--- Data section ---
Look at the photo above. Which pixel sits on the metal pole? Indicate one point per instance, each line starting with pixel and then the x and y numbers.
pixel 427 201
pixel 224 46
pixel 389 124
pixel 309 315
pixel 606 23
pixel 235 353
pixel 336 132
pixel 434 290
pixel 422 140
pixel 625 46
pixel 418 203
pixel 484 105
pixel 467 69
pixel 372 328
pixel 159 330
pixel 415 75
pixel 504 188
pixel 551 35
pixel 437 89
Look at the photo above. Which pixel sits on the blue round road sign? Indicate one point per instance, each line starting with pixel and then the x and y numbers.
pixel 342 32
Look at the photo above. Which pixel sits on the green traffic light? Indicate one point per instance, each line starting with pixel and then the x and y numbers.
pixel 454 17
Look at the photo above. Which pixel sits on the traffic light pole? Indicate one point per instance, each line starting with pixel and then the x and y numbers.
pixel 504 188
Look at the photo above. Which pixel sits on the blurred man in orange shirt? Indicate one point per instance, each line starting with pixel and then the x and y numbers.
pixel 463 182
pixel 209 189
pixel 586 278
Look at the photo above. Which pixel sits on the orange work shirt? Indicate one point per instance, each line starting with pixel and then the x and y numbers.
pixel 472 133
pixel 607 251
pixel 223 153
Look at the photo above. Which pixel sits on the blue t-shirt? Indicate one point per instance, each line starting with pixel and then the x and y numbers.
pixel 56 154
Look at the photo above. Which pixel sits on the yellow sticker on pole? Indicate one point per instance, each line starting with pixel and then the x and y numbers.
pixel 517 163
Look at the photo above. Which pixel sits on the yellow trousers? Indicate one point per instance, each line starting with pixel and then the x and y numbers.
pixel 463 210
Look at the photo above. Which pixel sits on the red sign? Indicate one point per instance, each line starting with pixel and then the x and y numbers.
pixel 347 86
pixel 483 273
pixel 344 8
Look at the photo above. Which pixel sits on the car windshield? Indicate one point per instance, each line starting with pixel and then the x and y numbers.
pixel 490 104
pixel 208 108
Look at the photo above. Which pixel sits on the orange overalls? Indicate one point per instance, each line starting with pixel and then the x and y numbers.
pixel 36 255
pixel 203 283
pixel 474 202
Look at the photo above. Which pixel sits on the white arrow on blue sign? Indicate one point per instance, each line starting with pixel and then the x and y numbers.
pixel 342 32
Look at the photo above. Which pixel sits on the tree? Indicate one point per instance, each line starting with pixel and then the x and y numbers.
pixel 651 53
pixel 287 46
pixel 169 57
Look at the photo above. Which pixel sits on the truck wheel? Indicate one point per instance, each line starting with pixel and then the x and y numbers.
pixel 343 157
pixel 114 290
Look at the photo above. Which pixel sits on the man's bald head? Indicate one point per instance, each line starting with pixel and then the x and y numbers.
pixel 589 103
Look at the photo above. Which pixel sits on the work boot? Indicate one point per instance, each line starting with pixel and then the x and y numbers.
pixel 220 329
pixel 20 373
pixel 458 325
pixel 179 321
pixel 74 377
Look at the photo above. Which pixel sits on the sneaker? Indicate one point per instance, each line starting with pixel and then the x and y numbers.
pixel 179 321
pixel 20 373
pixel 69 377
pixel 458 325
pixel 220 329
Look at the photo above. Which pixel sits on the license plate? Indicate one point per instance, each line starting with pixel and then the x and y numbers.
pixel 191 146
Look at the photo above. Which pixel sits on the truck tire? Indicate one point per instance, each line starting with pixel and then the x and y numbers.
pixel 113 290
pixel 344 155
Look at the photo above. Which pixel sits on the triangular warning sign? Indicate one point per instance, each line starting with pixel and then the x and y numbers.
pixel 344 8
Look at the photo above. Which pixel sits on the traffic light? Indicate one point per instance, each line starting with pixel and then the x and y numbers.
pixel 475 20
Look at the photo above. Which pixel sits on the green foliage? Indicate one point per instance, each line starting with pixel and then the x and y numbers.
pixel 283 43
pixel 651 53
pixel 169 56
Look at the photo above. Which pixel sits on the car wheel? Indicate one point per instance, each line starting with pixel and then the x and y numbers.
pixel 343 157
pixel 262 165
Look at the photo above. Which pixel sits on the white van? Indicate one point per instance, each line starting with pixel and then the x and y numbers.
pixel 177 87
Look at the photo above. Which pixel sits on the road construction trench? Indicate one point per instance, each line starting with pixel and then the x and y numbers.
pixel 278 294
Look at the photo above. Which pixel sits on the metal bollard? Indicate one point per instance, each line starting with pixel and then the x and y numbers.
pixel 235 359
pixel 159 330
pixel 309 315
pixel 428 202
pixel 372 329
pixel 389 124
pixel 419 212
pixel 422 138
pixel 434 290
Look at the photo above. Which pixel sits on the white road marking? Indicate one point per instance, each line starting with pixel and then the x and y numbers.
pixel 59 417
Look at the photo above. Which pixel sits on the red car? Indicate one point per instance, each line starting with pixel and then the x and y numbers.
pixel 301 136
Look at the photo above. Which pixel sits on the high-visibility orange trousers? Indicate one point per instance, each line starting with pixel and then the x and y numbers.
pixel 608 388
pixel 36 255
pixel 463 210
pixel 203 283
---
Your assignment » All entries should be given again precisely as they appear above.

Problem solution »
Look at the photo above. Which pixel sits on the metal pole? Indicate one point per instance, each line starting with pixel and then the x and y numbers.
pixel 427 201
pixel 224 46
pixel 389 124
pixel 309 315
pixel 606 23
pixel 235 353
pixel 336 132
pixel 434 290
pixel 422 140
pixel 625 46
pixel 418 203
pixel 484 105
pixel 467 69
pixel 372 328
pixel 159 330
pixel 415 75
pixel 504 188
pixel 551 35
pixel 437 89
Look at the photo above. Which pixel sits on the blue round road sign? Indicate one point per instance, each line starting with pixel and then the x and y numbers.
pixel 342 32
Look at the photo above. Which pixel sits on the green traffic light? Indicate one point per instance, each line starting with pixel and then the x and y numbers.
pixel 454 17
Look at the photo above. Which pixel sits on the traffic light pole? Indicate one point per instance, each line starting with pixel and then the x and y numbers.
pixel 504 188
Look at the photo above. Which pixel sits on the blurred man in orange shirt? Indicate one point per instance, each line starting with pixel and then the x and y numbers.
pixel 463 182
pixel 209 189
pixel 586 278
Look at the photo above. Which pixel sits on the orange work shirt? Indicate one point per instance, each line starting with pixel and then the x and y numbers.
pixel 472 133
pixel 607 251
pixel 223 153
Look at the photo above. Which pixel sits on the blue t-shirt? Indicate one point per instance, each line starting with pixel and then the x and y numbers.
pixel 56 154
Look at the photo above. Which pixel sits on the yellow sticker on pole? Indicate one point per instance, each line starting with pixel and then the x and y numbers.
pixel 517 163
Look at the photo above. Which pixel sits on the yellow trousers? Indicate one point per instance, each line starting with pixel and then the x and y numbers.
pixel 463 210
Look at the photo above. Which pixel sits on the red sign? Indicate one point per instance, each line starting with pixel and then the x and y numbers.
pixel 347 86
pixel 483 273
pixel 344 8
Look at the photo above. Which pixel sits on the car windshield? Indicate one point per instance, each line starting with pixel and then the x and y numbers.
pixel 490 104
pixel 208 108
Look at the photo above. Which pixel sits on the orange overalls? Indicate one point per instance, each line starting with pixel and then the x and y numbers.
pixel 36 255
pixel 203 283
pixel 474 202
Look at the photo above. Which pixel sits on the white arrow on blue sign? Indicate one point per instance, each line starting with pixel and then the x and y numbers.
pixel 342 32
Look at the photo above. Which pixel sits on the tree? Indicate one point per instance, each line starting with pixel and then the x and y numbers.
pixel 651 53
pixel 287 46
pixel 169 57
Look at the photo above. Which pixel sits on the truck wheel? Indicate one point per instance, each line starting with pixel and then the x and y numbers.
pixel 343 157
pixel 114 290
Look at the photo above. Which pixel sits on the man's bald head? Indicate one point per instance, each line starting with pixel and then the x and y numbers.
pixel 589 103
Look at the photo above. Which pixel sits on the work boot? Indicate one point per instance, each line starting with pixel and then the x and y numbers.
pixel 220 329
pixel 20 373
pixel 458 325
pixel 179 321
pixel 74 377
Look at the photo above. Which pixel sits on the sneaker? Indicate one point per instance, each line starting with pixel and then the x and y numbers.
pixel 179 321
pixel 20 373
pixel 69 377
pixel 458 325
pixel 220 329
Look at the photo above. Which pixel sits on the license plate? Indicate one point per instance, each line starting with pixel and then the x and y numbers.
pixel 191 146
Look at the photo above. Which pixel sits on the truck tire? Indicate one point per instance, each line starting with pixel and then the x and y numbers.
pixel 113 290
pixel 344 155
Look at the photo above. Which pixel sits on the triangular warning sign? Indicate one point per instance, each line starting with pixel and then the x and y numbers.
pixel 344 8
Look at the photo above. Which pixel sits on the traffic light? Indicate one point per instance, each line starting with pixel and then the x and y numbers.
pixel 475 20
Look at the photo above. Which pixel sits on the green foliage? Indicate one point per instance, each line starting with pixel and then the x and y numbers.
pixel 283 43
pixel 651 53
pixel 169 56
Look at the photo above. Which pixel sits on the car wheel? Indicate one point per instance, each line starting with pixel and then the x and y numbers.
pixel 343 157
pixel 262 165
Look at the photo above. Which pixel sits on the white van? Indicate one point per instance, each line starting with pixel and then the x and y numbers.
pixel 177 87
Look at the photo above. Which pixel sits on the road construction trench? Indicate one point per instance, each line starting with pixel and then the x and y numbers.
pixel 278 294
Look at the photo above. Which pixel sits on the metal bollard? Indicate one point per instance, each line starting with pixel and then the x and y numbers.
pixel 235 359
pixel 159 330
pixel 309 315
pixel 428 202
pixel 372 329
pixel 389 124
pixel 419 212
pixel 422 138
pixel 434 290
Look at the photo above. Which pixel sits on the white road marking? Indicate one point per instance, each line starting with pixel and then the x and y numbers.
pixel 59 417
Look at the photo above. Which pixel sits on the red car? Indicate one point per instance, each line starting with pixel and then the x and y numbers.
pixel 301 136
Look at the photo above. Which pixel sits on the high-visibility orange trousers? Indicate one point per instance, each line starting with pixel and then the x and y numbers.
pixel 608 388
pixel 36 255
pixel 463 210
pixel 203 283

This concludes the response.